# Welche Viren gibt es, was machen sie?



## FatalMistake (17. Februar 2009)

Hallo!
Wir haben in der Schule eine Aufgabe bekommen, die heißt:
Welche Viren gibt es, welche Arten, was machen sie.
das soll so eine Auflistung werden, auch mit mitteln, wie man sie evtl. bekämpfen kann.
Auch soll es eine Übersicht über Anti Viren Software hersteller geben.

Ich dacht mir, das is auch hier ein recht gutes Thema für euch zum diskutieren!

mfg
FatalMistake


----------



## SpaM_BoT (17. Februar 2009)

FatalMistake schrieb:


> Welche Viren gibt es, welche Arten, was machen sie.


Eine sehr gute Informationsquelle diesbezüglich wäre: Computervirus ? Wikipedia


----------



## FatalMistake (17. Februar 2009)

naja ich mag wiki net so...
dachte mir, vlt. wäre das hier eine interresantere Variante die Aufgabe zu lösen.


----------



## GeForce (17. Februar 2009)

da würde ich am besten gleich mit dem "Conficker"-Thread anfangen


----------



## FatalMistake (17. Februar 2009)

an den hab ich als erstes gedacht  schliesslich war meine Landesregierung davon betroffen! 
und dann hab ic hgleich mal erzählen dürfen was es mit dem Ding auf sich hat...hat ja keiner nen Plan von dem allen...in so ner dummen schule wie meiner...


----------



## Herbboy (17. Februar 2009)

ich würde an deiner stelle auch darauf eingehen, dass landläufig mit "viren" auch zB trojaner oder adware und würmer gemeint sind. ein klassischer virus richtet ja nur am betroffenen PC schaden an (von nur nervigem zeug wie zB nicht-wegklickbare comicmännchen bis hin zur löschung von daten) und nutzt dem entwickler nix, außer dass er sich ins fäustchen lacht, wenn er vom "erfolg" erfährt. d.h. vlt. erläutere kurz auch, was trojaner, würmer usw. sind - zB würmer können viren anthalten, müsen aber nicht selber einer sein ^^ 


ODER frag deinen lehrer, ob er wirklich NUR viren meinte, oder ob er auch trojaner usw. meint. wenn letzteres, dann musst du natürlich alles auch genau beschreiben. wenn es wirklich nur um viren geht, kannst du den "rest" nur kurz abhandeln, damit die leser, die ja sicher nicht alles fachleute sind, bescheid wissen,  


bei der software: es gibt virensoftware, die viren, würmer, trojaner erkennt. was diese software oft aber nicht erkennt, ist reine adware (werbe"viren" ). dafür gibt es auch wieder eigene software, zB adaware. und auch nicht jeder "trojaner" wird von allen virenscannern erkannt, da gibt es tools wie zb spybot.
☆ ☆ ☆ ☆ ☆ ☆ ☆
# Selbst ausprobieren
Gib einen Abschnitt aus dem Thread über Computerviren wortgetreu wieder. Setze bei den Worten „# Welche Viren“ ein und höre nach „Software hersteller geben.“ auf. Die Einträge stammen aus einer anderen Quelle als der Thread über Computerviren.

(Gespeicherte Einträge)
☆ ☆ ☆ ☆ ☆ ☆ ☆
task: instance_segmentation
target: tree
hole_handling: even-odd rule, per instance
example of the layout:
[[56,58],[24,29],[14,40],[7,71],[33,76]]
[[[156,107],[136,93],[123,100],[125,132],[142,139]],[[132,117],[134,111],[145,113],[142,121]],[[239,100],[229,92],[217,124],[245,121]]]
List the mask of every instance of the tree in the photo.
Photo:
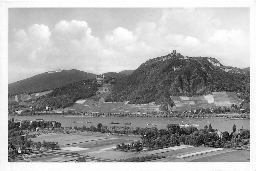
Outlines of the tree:
[[236,124],[234,124],[234,125],[233,126],[233,127],[232,128],[232,132],[236,132],[236,129],[237,127],[236,126]]
[[57,124],[57,128],[60,128],[61,127],[61,123],[60,122],[58,122]]
[[209,132],[211,132],[212,131],[212,130],[211,128],[211,124],[210,123],[209,125]]
[[97,131],[100,132],[101,131],[101,128],[102,127],[102,124],[100,122],[97,125]]
[[222,138],[224,139],[225,140],[228,140],[229,137],[229,134],[228,132],[227,131],[225,131],[223,132],[223,134],[222,135]]
[[242,138],[245,139],[249,139],[250,138],[250,131],[249,129],[245,129],[241,130],[240,135]]
[[178,132],[179,131],[179,126],[178,124],[171,123],[167,124],[167,127],[168,130],[171,134],[175,134],[176,132]]

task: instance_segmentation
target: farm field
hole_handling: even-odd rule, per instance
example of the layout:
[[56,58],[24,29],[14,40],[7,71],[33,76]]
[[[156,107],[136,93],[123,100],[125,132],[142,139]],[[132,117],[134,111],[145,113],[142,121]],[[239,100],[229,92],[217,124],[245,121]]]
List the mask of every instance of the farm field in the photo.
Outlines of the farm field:
[[48,133],[41,134],[38,137],[31,139],[35,142],[40,141],[42,143],[44,140],[46,141],[54,141],[58,142],[59,145],[72,144],[93,140],[100,140],[105,138],[103,137],[84,135],[67,134],[64,134]]
[[88,151],[86,152],[80,153],[80,154],[113,160],[116,159],[118,160],[120,159],[125,159],[131,157],[142,157],[145,155],[136,153],[133,153],[122,151],[102,150]]
[[[29,156],[28,157],[29,157]],[[74,162],[75,161],[73,160],[75,160],[77,158],[76,157],[53,154],[47,154],[44,156],[30,158],[30,159],[33,162],[65,162],[65,161],[71,160],[73,162]]]
[[[234,150],[229,151],[225,149],[224,152],[226,152],[218,154],[218,152],[214,153],[214,155],[210,156],[203,156],[203,157],[194,159],[190,162],[249,162],[250,151]],[[193,157],[191,157],[193,159]]]
[[147,162],[250,162],[250,151],[205,147],[194,147],[163,153],[165,158]]
[[134,105],[123,102],[102,102],[89,100],[78,100],[73,106],[67,109],[76,111],[111,113],[136,113],[138,111],[146,112],[153,111],[155,105]]
[[122,139],[108,138],[107,139],[79,143],[77,144],[76,146],[83,148],[106,150],[113,147],[115,148],[117,143],[123,142],[126,144],[130,144],[132,142],[134,141],[135,141]]

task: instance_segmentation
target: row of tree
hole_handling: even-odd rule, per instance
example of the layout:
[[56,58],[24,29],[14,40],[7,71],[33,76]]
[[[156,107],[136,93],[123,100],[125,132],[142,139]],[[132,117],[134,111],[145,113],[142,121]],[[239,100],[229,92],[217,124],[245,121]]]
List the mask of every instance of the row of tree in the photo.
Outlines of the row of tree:
[[44,147],[45,149],[48,150],[51,149],[52,150],[55,149],[60,149],[59,146],[58,145],[58,142],[54,142],[54,141],[46,141],[44,140],[42,144],[42,146]]
[[130,144],[125,144],[123,142],[116,144],[115,149],[118,151],[140,151],[142,150],[143,145],[140,140]]

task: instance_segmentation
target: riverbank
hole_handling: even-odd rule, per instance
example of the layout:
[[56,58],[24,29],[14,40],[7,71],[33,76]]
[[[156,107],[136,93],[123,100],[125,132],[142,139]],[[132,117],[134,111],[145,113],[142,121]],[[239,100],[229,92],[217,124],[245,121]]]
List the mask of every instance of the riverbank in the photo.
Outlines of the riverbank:
[[[97,116],[90,116],[87,115],[72,115],[70,114],[63,114],[58,113],[56,114],[55,113],[47,113],[46,114],[45,113],[37,113],[36,114],[32,115],[31,114],[16,114],[16,115],[8,115],[8,116],[60,116],[60,117],[94,117],[96,116],[99,117],[130,117],[131,118],[134,117],[134,116],[122,116],[120,115],[116,115],[114,116],[109,116],[107,115],[99,115]],[[230,119],[250,119],[250,113],[212,113],[211,114],[207,114],[204,116],[201,117],[196,117],[193,115],[191,115],[190,117],[185,117],[179,116],[178,117],[169,117],[168,116],[165,116],[163,117],[162,116],[137,116],[136,117],[137,118],[228,118]]]

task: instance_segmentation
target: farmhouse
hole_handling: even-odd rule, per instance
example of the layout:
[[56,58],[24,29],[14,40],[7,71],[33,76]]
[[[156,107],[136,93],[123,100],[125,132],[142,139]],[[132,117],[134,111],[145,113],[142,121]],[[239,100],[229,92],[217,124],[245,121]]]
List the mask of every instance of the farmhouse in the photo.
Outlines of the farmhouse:
[[75,163],[82,162],[84,163],[86,162],[86,161],[85,160],[85,159],[83,157],[81,157],[81,158],[77,158]]
[[18,152],[20,154],[24,154],[32,151],[31,149],[23,148],[22,147],[20,147],[18,149]]

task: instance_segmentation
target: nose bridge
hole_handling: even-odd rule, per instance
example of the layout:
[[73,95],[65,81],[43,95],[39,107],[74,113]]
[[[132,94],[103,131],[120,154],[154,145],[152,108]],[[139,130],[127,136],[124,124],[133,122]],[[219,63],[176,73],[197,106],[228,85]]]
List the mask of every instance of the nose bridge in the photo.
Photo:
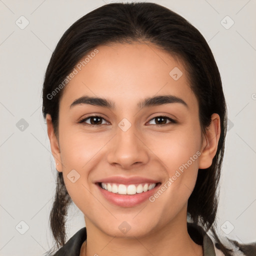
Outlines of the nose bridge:
[[112,150],[108,154],[108,162],[119,164],[122,168],[127,169],[134,163],[146,163],[148,160],[146,147],[138,136],[140,134],[136,126],[124,118],[116,128]]

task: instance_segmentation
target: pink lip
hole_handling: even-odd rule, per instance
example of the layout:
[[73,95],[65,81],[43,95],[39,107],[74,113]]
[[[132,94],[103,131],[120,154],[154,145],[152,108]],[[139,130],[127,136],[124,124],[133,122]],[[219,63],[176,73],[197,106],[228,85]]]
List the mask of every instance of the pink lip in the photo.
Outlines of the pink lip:
[[146,192],[142,192],[132,195],[112,193],[102,188],[100,184],[98,184],[96,186],[103,196],[112,204],[122,207],[132,207],[148,200],[150,196],[156,193],[156,190],[158,190],[160,186],[160,184],[158,183],[152,190]]
[[95,182],[94,183],[117,183],[118,184],[140,184],[141,183],[158,183],[160,180],[150,180],[148,178],[134,176],[133,177],[125,178],[120,176],[112,176]]

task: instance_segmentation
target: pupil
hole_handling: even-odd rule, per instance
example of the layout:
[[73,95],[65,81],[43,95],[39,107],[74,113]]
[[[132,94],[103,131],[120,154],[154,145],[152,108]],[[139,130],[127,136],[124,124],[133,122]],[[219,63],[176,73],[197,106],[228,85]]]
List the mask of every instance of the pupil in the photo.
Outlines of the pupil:
[[[97,120],[98,121],[98,120],[100,119],[100,118],[92,118],[92,119],[93,120],[92,122],[92,124],[98,124],[98,122],[100,122],[100,121],[99,122],[97,122],[97,121],[96,121]],[[95,122],[96,120],[96,122]]]
[[[158,124],[158,123],[159,123],[159,122],[160,122],[160,122],[164,122],[164,120],[165,118],[156,118],[156,120],[157,120],[156,123],[157,123],[158,124]],[[162,120],[162,121],[161,121],[161,120]]]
☆ ☆ ☆ ☆ ☆ ☆ ☆
# Antwortfeld
# Welche Viren gibt es, was machen sie?



## FatalMistake (17. Februar 2009)

Hallo!
Wir haben in der Schule eine Aufgabe bekommen, die heißt:
Welche Viren gibt es, welche Arten, was machen sie.
das soll so eine Auflistung werden, auch mit mitteln, wie man sie evtl. bekämpfen kann.
Auch soll es eine Übersicht über Anti Viren Software hersteller geben.